**TRAVAIL DEMANDÉ:**
(a) D'après le texte étudié, combien de kilogrammes de viande un Américain du Nord consommait-il par an ?
(b) Relevez, dans le texte étudié, tout ce que fait la société de consommation que rejette la jeunesse occidentale.
(c) Reproduisez le passage du texte étudié allant de « Cà serait une » à « milliards de dollars. », ces deux bornes comprises.

**TEXTE ÉTUDIÉ:**

★ ★ ★ ★

Cà serait une grosse erreur pour l’africain, s’il croyait que son continent très courtisé aujourd’hui par l’Europe marchande, l’est tout simplement parce qu’il regorge de matières premières dont l’industrie du nord a besoin pour ses usines. En partie non. Il ne s’agit pas seulement des matières premières, des biens matériels, l’Occident est en crise, disons même en faillite dans plusieurs domaines. Sa jeunesse remet tout en question. Elle ne veut plus de cette société de consommation qui chosifie l’homme, détruit la planète et ne voit que le profit : les milliards de dollars.

Aujourd’hui les occidentaux, même les enfants de douze ans se révoltent. Ils ne veulent plus qu’on leur chante comme au paravent qu’un américain du nord consommait 320 kg de viande par an pendant qu’un africain ne mangeait que 3 kg. Aujourd’hui l’Occident se bat contre 3 le gaspillage, terme qu’il avait oublié le siècle passé. Il est en guerre contre le plastic, la surpêche, l’utilisation de la chimie exagérée et des hormones pour l’élevage et l’agriculture. On fait un clin d’œil à l’Afrique. On parle de l’agriculture bio, On vente le mérite de populations autochtones d’Afrique qui ont su préserver leur mode de vie et garder intacte la biodiversité de leur foret ou de leur milieu. L’Europe se rappelle aujourd’hui que son église catholique lui avait conseillé la prudence et le respect de la culture des autres dès l’aube du 17e siècle.

★ ★ ★ ★

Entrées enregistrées
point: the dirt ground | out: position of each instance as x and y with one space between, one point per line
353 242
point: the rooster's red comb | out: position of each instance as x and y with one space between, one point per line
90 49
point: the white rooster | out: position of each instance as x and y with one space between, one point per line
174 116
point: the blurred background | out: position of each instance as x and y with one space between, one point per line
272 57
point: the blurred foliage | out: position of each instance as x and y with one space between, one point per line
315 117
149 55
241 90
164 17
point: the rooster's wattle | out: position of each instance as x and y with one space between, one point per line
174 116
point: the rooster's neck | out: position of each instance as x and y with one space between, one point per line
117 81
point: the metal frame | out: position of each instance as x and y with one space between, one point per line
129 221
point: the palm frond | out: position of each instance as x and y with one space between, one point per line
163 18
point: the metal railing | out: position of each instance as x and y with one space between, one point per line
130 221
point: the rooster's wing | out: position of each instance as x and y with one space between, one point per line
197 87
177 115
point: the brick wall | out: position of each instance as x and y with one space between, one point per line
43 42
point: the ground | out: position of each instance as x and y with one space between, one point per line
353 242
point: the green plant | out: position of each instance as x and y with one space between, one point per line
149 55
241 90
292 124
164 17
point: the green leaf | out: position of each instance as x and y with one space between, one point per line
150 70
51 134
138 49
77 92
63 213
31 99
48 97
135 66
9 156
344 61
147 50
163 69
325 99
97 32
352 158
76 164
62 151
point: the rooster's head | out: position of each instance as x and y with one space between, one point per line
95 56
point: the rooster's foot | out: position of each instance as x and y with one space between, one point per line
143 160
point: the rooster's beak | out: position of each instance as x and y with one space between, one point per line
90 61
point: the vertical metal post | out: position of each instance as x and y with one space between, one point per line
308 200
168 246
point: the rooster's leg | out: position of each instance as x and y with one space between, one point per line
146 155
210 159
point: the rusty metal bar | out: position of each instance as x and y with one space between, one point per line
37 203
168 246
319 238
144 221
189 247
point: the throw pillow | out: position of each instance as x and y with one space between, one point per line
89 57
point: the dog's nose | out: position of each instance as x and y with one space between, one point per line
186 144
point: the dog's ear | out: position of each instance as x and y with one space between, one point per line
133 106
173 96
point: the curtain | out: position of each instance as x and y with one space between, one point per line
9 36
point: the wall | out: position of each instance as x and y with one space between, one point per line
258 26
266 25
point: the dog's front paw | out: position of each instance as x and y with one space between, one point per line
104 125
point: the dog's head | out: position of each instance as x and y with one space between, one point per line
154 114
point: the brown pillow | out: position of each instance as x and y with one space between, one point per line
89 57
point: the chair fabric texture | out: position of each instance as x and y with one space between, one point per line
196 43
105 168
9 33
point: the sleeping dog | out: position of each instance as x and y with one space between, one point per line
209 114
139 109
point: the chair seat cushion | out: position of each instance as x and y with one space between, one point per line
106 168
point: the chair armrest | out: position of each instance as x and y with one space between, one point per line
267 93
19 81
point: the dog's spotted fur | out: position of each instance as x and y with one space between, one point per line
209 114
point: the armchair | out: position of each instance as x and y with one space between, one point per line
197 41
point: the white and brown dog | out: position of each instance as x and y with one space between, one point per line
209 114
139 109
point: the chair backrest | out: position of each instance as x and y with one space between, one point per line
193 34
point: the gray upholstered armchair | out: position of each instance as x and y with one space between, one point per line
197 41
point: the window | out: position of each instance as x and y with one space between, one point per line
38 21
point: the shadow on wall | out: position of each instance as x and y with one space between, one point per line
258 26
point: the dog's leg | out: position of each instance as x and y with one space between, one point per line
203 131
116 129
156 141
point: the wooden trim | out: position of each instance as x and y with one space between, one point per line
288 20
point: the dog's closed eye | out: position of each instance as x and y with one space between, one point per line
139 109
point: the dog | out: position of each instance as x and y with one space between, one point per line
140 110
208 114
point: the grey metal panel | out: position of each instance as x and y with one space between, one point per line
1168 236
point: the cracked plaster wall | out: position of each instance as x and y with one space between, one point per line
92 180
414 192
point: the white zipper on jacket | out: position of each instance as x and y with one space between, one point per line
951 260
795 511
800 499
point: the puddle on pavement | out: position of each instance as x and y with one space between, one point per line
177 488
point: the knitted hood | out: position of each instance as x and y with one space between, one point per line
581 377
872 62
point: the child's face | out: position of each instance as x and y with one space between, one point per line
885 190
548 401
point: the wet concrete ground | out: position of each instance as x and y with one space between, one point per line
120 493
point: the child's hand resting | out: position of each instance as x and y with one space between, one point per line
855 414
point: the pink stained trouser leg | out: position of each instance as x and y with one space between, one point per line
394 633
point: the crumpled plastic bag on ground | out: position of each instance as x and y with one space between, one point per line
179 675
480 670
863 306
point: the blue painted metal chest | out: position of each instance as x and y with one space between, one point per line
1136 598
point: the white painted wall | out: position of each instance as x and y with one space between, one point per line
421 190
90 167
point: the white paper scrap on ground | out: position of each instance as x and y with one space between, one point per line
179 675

★ ★ ★ ★

**RÉPONSES RÉDIGÉES:**
(a) 320 kg par an.

(b)
- Elle chosifie l'homme.
- Elle détruit la planète.
- Elle ne voit que le profit : les milliards de dollars.

(c)
Cà serait une grosse erreur pour l’africain, s’il croyait que son continent très courtisé aujourd’hui par l’Europe marchande, l’est tout simplement parce qu’il regorge de matières premières dont l’industrie du nord a besoin pour ses usines. En partie non. Il ne s’agit pas seulement des matières premières, des biens matériels, l’Occident est en crise, disons même en faillite dans plusieurs domaines. Sa jeunesse remet tout en question. Elle ne veut plus de cette société de consommation qui chosifie l’homme, détruit la planète et ne voit que le profit : les milliards de dollars.